#### WHAT THE TASK ASKS
Among the records, find the lines that hold the string "uniform" and return them.

====

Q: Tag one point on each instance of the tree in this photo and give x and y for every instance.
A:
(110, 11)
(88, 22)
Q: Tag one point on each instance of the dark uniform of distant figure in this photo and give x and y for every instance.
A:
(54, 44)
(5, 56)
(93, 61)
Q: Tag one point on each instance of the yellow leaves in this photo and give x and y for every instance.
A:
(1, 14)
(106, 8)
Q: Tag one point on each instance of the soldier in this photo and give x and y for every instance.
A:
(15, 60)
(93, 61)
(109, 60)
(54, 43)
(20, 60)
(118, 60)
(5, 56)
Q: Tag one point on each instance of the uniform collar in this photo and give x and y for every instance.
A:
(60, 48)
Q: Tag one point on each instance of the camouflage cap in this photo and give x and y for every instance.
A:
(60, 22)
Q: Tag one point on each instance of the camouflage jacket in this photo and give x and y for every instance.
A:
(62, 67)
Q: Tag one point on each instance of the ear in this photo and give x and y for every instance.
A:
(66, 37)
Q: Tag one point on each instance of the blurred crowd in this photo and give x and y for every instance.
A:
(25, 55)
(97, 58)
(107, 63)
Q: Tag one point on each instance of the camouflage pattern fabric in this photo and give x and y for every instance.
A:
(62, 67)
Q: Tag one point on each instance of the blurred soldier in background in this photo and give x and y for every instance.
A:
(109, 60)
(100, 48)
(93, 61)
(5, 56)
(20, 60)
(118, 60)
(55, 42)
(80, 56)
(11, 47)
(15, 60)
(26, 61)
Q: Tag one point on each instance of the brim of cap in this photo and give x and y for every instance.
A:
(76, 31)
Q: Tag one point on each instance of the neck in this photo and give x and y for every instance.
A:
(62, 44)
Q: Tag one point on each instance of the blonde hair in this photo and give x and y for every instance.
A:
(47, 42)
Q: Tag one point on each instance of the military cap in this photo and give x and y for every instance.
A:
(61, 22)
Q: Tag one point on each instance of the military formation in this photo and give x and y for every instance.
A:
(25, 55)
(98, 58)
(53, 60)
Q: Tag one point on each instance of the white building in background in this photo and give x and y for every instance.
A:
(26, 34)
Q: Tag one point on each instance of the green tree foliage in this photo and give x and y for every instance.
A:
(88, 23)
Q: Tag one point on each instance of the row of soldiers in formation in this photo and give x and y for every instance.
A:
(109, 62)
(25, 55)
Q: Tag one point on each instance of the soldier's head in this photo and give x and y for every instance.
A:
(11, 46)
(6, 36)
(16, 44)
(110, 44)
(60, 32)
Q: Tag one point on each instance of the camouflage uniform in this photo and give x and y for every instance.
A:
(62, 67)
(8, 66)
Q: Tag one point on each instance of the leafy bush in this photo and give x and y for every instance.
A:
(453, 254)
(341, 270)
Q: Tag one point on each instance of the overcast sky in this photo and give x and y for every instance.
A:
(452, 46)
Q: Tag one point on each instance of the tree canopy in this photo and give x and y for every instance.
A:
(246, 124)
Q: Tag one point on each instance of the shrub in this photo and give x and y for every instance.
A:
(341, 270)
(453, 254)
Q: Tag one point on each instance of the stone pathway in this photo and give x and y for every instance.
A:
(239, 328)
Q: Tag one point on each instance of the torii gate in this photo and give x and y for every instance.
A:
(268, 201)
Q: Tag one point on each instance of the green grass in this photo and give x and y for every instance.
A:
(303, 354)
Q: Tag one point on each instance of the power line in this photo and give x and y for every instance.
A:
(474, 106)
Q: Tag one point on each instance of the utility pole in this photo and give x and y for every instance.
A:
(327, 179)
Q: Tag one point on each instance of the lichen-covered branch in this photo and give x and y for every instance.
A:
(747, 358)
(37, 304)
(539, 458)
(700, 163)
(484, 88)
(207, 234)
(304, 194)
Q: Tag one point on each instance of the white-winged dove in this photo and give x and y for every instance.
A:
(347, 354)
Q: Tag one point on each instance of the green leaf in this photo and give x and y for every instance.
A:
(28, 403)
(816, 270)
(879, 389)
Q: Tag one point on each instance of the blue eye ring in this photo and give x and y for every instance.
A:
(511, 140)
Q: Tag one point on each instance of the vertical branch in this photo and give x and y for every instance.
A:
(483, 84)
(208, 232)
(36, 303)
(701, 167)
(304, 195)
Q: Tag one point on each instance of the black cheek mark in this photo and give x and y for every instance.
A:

====

#### RESULT OF THIS TASK
Q: Tag one point on each instance of the dark uniform of distant figure in this photo and give x and y for every instance.
Q: Tag one point on each instance of the uniform collar in this photo and give x and y for every instance.
Q: Tag one point on each instance of the camouflage uniform in this photo and give x and y for every instance.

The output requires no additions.